▸ Given instruction: Each entry must be reproduced precisely as it stands.

▸ Supplied data:
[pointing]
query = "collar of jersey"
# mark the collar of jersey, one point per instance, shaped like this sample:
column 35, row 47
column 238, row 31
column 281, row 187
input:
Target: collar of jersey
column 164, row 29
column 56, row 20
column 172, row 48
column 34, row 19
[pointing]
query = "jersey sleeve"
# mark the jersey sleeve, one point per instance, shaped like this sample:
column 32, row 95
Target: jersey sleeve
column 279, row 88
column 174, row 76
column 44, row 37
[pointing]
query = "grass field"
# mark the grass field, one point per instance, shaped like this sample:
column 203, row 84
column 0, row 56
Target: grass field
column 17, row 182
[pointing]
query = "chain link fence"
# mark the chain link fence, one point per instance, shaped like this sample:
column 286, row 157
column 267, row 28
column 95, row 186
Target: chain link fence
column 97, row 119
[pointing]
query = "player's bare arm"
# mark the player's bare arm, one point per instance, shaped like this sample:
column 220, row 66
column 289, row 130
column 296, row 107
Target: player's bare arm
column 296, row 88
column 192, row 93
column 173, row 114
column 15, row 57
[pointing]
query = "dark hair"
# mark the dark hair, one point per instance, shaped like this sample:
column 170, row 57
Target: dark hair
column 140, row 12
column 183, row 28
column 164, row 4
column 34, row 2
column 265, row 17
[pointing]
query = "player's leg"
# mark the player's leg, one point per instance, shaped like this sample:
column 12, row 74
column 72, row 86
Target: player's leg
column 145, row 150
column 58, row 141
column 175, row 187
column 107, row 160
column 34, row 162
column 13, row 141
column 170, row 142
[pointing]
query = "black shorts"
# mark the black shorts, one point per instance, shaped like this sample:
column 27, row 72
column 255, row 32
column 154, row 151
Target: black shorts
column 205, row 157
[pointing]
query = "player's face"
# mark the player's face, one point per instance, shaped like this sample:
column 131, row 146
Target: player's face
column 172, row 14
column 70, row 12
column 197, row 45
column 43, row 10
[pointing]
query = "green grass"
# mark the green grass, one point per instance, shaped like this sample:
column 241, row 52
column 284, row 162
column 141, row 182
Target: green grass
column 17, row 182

▸ Solution to the exercise:
[pointing]
query = "collar of jersey"
# mark the collar of jersey, one point per instance, shaped like this sample:
column 35, row 47
column 238, row 31
column 281, row 187
input:
Target: collar of jersey
column 164, row 29
column 56, row 20
column 172, row 48
column 34, row 19
[pointing]
query = "jersey sleeve"
# mark the jersey sleeve, one point per instance, shaped like this sample:
column 32, row 95
Target: jersey sleeve
column 279, row 88
column 174, row 76
column 44, row 37
[pointing]
query = "grass field"
# mark the grass field, one point per instance, shaped like this sample:
column 203, row 84
column 0, row 56
Target: grass field
column 17, row 182
[pointing]
query = "chain link fence"
# mark the chain link fence, one point per instance, shaped like this sample:
column 286, row 157
column 267, row 28
column 95, row 186
Target: chain link fence
column 97, row 119
[pointing]
query = "player's bare arm"
# mark the player's bare arm, one point per instance, shaped like this sample:
column 220, row 66
column 289, row 130
column 296, row 107
Target: player's bare arm
column 296, row 88
column 192, row 93
column 173, row 114
column 15, row 57
[pointing]
query = "dark hair"
# mark the dark hair, one point per instance, shaped like this sample:
column 170, row 57
Target: dark hair
column 140, row 12
column 183, row 28
column 164, row 4
column 34, row 2
column 265, row 17
[pointing]
query = "player's leg"
# mark the player's leg, one point per instance, shaped like this sample:
column 12, row 74
column 72, row 86
Target: player's leg
column 145, row 150
column 58, row 141
column 175, row 187
column 107, row 160
column 34, row 162
column 13, row 141
column 170, row 142
[pointing]
query = "black shorts"
# mark the black shorts, one point per instance, shaped like this sample:
column 27, row 72
column 255, row 32
column 154, row 151
Target: black shorts
column 205, row 157
[pointing]
query = "player's face"
# mark the player's face, one point per instance, shaped like this sample:
column 131, row 146
Target: player's face
column 172, row 14
column 70, row 12
column 197, row 45
column 43, row 10
[pointing]
query = "green grass"
# mark the green grass, one point per instance, shaped like this sample:
column 241, row 52
column 284, row 162
column 141, row 182
Target: green grass
column 17, row 182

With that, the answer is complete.